_WHAT YOU WILL DO_
Copy out every record below with complete accuracy.

_INPUT MATERIAL_
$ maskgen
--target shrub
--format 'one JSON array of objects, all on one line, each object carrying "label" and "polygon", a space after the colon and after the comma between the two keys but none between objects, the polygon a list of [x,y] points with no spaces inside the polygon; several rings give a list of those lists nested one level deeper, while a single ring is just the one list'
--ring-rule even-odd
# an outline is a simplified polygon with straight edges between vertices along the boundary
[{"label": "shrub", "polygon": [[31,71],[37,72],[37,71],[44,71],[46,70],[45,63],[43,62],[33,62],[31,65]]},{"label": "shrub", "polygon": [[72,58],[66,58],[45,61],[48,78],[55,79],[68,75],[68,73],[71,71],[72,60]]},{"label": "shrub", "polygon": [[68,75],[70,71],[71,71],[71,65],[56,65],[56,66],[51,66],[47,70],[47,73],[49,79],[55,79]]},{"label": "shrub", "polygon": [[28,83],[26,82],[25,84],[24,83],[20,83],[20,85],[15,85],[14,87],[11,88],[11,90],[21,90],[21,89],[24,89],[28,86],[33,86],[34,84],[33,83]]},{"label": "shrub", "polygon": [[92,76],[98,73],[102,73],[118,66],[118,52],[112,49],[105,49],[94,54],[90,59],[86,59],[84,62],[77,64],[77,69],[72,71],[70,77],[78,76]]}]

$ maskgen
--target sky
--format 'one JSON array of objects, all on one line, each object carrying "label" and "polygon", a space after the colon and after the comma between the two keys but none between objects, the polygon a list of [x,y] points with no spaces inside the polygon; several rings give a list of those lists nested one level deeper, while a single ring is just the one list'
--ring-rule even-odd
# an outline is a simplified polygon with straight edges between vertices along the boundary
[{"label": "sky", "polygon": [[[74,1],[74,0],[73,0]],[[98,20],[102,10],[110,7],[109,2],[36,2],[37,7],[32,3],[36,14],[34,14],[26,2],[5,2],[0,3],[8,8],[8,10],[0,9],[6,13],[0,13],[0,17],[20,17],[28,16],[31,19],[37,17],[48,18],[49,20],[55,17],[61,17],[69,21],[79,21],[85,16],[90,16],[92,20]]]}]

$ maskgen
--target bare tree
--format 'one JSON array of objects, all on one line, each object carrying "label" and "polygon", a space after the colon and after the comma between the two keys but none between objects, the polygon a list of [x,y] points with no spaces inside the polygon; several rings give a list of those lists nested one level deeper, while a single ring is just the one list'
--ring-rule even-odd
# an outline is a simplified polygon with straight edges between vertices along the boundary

_SOLUTION TO THIS TASK_
$ maskgen
--target shrub
--format 'one JSON array of objects, all on one line, each object carrying "label" and "polygon", a space after the colon and after the comma between the two keys but none between objects, the polygon a list of [x,y] points with no spaces inside the polygon; several rings give a list of those lists nested one level deeper, while a single ring is just the one list'
--ring-rule even-odd
# an outline is a simplified polygon with straight edges between vertices along the boundary
[{"label": "shrub", "polygon": [[31,71],[37,72],[37,71],[44,71],[46,70],[45,63],[43,62],[33,62],[31,65]]},{"label": "shrub", "polygon": [[72,58],[66,58],[45,61],[48,78],[55,79],[68,75],[68,73],[71,71],[72,60]]},{"label": "shrub", "polygon": [[68,75],[70,71],[71,71],[71,65],[56,65],[56,66],[51,66],[47,70],[47,73],[49,79],[55,79]]},{"label": "shrub", "polygon": [[28,83],[26,82],[25,84],[24,83],[20,83],[20,85],[15,85],[14,87],[11,88],[11,90],[21,90],[21,89],[24,89],[28,86],[33,86],[34,84],[33,83]]},{"label": "shrub", "polygon": [[92,76],[98,73],[102,73],[118,66],[118,52],[112,49],[105,49],[94,54],[90,59],[86,59],[84,62],[77,64],[77,69],[72,71],[70,77],[78,76]]}]

$ maskgen
--target sky
--format 'one JSON array of objects, all on one line, each object carrying "label" and "polygon", a space after the colon and after the comma between the two keys but none between objects, the polygon a list of [x,y] points with no spaces inside the polygon; several rings give a list of those lists nested one level deeper, while a single ring is just the one list'
--ring-rule even-odd
# an outline is a simplified polygon with straight edges between vertices along the boundary
[{"label": "sky", "polygon": [[[74,1],[74,0],[73,0]],[[98,20],[102,10],[110,7],[109,2],[36,2],[37,7],[32,3],[36,14],[34,14],[26,2],[5,2],[0,3],[8,8],[8,10],[0,9],[6,13],[0,13],[0,17],[20,17],[28,16],[31,19],[37,17],[48,18],[49,20],[55,17],[61,17],[69,21],[79,21],[85,16],[90,16],[92,20]]]}]

$ maskgen
--target bare tree
--format 'one JSON array of objects, all on one line, each object carrying "label" and "polygon", a space after the colon and after the comma between the two keys but none between objects, the polygon a list of [x,y] points with no spaces inside the polygon; several rings give a list of those lists nested one level deeper, while a single ring is just the one list'
--ring-rule even-odd
# an outline is a simplified polygon with straight edges between vertices along the boundary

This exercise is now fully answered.